═════ Page extract

Optimization

Empirical Risk Minimization

This part is mostly from Deep Learning by Goodfellow et al.

In ML, we want to optimize performance measure \(P\) by reducing a different cost function \(J(\theta)\).

\[J(\theta) = \mathbb{E}_{(x,y) {\raise.17ex\hbox{$\scriptstyle\sim$}} \hat{p}_{data}} L(f(x;\theta),y)\]
  • \(L\): per-example loss function.
  • \(f(x;\theta)\): predicted output when the input is \(x\).
  • \(\hat{p}_{data}\): empirical distribution
  • \(y\): target output in the supervised learning

The above defines an objective function with respect to the training set. We would prefer to minimize the corresponding objective function where the expectation is taken across the data-generating distribution \(p_{data}\) rather than just over the finite training set:

\[J^*(\theta) = \mathbb{E}_{(x,y) {\raise.17ex\hbox{$\scriptstyle\sim$}} p_{data}} L(f(x;\theta),y)\]

The above quantity is called the risk. NOTE: here we have a true distribution \(p_{data}\). In ML we only have empirical distribution so we have to replace it with the empirical distribution \(\hat{p}_{data}\) defined by the training set. Minimize the empirical risk

\[\mathbb{E}_{(x,y) {\raise.17ex\hbox{$\scriptstyle\sim$}} p_{data}} [L(f(x;\theta),y)] = \frac{1}{m} \sum_{i=1}^m L(f(x^{(i)};\theta),y^{(i)})\]

where m is the number of training examples.

Remember, empirical risk minimization is prone to overfitting. In DL, we rarely use empirical risk minimization but algorithms based on gradient descent.


Batch and Minibatch Algorithms

Optimization algorithms that use the entire training set are called batch or deterministic gradient methods, because they process all the training examples simultaneously in a large batch. Algorithms that use only a single example at a time are called stochastic. However, most algorithms used for DL fall somewhere in between, using more than one but fewer than all the training examples. They are called minibatch stochastic or simply stochastic methods.

Minibatch size selection factors

Warning

Ask a TA for detailed explanation.

  • Larger batches provide a more accurate estimate of the gradient, but with less than linear returns.
  • Multicore architectures are usually underutilized by extremely small batches. For a fix, use an absolute minimum batch size.
  • If all examples in the batch are to be processed in parallel, then the amount of memoery scales with the batch size. Usually this is the limiting factor in batch size.
  • Some kinds of HW achieve better runtime with specific sizes of arrays. Especially when using GPUs, it is common for power of 2 batch sizes to offer better runtime(typically from 32 to 256. You may try 16 for large models).
  • Small batches can offer a regularizing effect (Wilson and Martinez, 2003), perhaps due to the noise they add to the learning process. Generalization error is often best for a batch size of 1. Training with such a small batch size might require a small learning rate to maintain stability because of the high variance in the estimate of the gradient. The total runtime can be very high as a result of the need to make more steps.

Adam

Adam learns scale of loss.

══════════

_Direction 1:_ From the optimization notes, extract the stretch from "where m is the" through "simply stochastic methods.".
_Direction 2:_
Answer these questions using the optimization notes:
(a) What are algorithms that use only a single example at a time called?
(b) What does m stand for in the empirical risk formula?
(c) What range of power-of-2 batch sizes is typical when using GPUs?
_Direction 3:_ List every symbol that the optimization notes define in the bulleted list following the first equation, along with the meaning given for each.

═════ Entries supplied

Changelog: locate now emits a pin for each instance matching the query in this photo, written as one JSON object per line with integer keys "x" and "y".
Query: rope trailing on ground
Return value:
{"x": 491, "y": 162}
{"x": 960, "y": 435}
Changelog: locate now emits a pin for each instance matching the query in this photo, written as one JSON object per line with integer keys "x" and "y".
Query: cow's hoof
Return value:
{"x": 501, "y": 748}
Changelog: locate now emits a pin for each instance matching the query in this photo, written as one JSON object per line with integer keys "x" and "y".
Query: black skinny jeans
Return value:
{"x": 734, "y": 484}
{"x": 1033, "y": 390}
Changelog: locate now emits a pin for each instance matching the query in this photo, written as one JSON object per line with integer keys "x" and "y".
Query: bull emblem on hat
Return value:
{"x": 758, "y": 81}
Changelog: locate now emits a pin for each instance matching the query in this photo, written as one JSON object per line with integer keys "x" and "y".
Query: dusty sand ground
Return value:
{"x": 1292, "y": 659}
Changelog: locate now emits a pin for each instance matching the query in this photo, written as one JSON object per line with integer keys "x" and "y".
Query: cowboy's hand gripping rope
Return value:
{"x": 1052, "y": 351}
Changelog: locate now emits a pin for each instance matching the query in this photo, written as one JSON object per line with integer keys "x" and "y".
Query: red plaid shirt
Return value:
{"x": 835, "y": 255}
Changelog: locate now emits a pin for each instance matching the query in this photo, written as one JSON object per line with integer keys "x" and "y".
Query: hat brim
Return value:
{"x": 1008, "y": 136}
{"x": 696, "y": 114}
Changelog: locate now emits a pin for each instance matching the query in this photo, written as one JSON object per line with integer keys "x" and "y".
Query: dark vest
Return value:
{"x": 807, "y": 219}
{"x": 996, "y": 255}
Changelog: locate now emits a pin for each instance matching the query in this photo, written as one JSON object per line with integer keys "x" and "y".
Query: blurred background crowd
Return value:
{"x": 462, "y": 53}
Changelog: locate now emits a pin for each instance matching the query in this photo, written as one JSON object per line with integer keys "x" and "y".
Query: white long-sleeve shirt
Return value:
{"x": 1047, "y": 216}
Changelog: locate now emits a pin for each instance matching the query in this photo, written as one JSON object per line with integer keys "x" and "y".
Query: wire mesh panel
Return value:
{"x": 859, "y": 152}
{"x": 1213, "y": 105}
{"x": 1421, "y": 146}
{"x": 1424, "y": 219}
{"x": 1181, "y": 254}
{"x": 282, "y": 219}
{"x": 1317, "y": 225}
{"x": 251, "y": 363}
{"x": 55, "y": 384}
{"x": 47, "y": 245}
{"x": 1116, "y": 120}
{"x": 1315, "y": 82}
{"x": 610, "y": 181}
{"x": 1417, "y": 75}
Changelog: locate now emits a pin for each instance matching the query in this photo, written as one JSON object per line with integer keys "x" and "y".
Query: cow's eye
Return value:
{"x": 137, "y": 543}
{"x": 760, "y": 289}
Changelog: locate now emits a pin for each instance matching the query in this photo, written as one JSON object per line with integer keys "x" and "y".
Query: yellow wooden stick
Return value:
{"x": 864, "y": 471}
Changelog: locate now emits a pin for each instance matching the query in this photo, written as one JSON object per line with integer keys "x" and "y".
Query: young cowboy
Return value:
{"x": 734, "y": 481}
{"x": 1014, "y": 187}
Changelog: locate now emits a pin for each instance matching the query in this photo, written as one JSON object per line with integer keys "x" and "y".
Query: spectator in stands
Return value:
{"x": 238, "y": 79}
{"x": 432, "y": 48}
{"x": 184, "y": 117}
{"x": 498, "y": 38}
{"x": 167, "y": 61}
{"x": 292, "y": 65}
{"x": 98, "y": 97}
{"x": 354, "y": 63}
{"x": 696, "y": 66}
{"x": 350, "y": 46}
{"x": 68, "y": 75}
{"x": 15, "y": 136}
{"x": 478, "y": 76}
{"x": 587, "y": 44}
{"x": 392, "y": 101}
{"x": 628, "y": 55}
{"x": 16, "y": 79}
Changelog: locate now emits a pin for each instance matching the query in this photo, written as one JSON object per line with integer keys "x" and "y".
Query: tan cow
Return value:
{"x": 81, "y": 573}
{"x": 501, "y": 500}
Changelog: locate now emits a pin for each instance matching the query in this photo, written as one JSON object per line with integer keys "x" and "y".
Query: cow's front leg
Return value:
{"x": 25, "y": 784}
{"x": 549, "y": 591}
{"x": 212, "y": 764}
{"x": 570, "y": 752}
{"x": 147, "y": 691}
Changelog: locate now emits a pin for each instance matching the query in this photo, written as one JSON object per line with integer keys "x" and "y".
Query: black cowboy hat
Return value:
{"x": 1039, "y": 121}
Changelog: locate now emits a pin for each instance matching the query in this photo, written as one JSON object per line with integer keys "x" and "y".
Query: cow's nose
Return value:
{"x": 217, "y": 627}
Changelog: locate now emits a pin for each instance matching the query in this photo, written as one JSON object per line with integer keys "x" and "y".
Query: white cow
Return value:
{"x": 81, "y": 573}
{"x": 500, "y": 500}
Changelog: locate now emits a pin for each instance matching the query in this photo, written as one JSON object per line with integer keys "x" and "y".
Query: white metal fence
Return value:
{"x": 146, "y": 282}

══════════

_Exercise answer 1:_
where m is the number of training examples.

Remember, empirical risk minimization is prone to overfitting. In DL, we rarely use empirical risk minimization but algorithms based on gradient descent.


Batch and Minibatch Algorithms

Optimization algorithms that use the entire training set are called batch or deterministic gradient methods, because they process all the training examples simultaneously in a large batch. Algorithms that use only a single example at a time are called stochastic. However, most algorithms used for DL fall somewhere in between, using more than one but fewer than all the training examples. They are called minibatch stochastic or simply stochastic methods.

_Exercise answer 2:_
(a) Stochastic.
(b) The number of training examples.
(c) From 32 to 256.

_Exercise answer 3:_
- L: per-example loss function
- f(x;θ): predicted output when the input is x
- p̂_data: empirical distribution
- y: target output in the supervised learning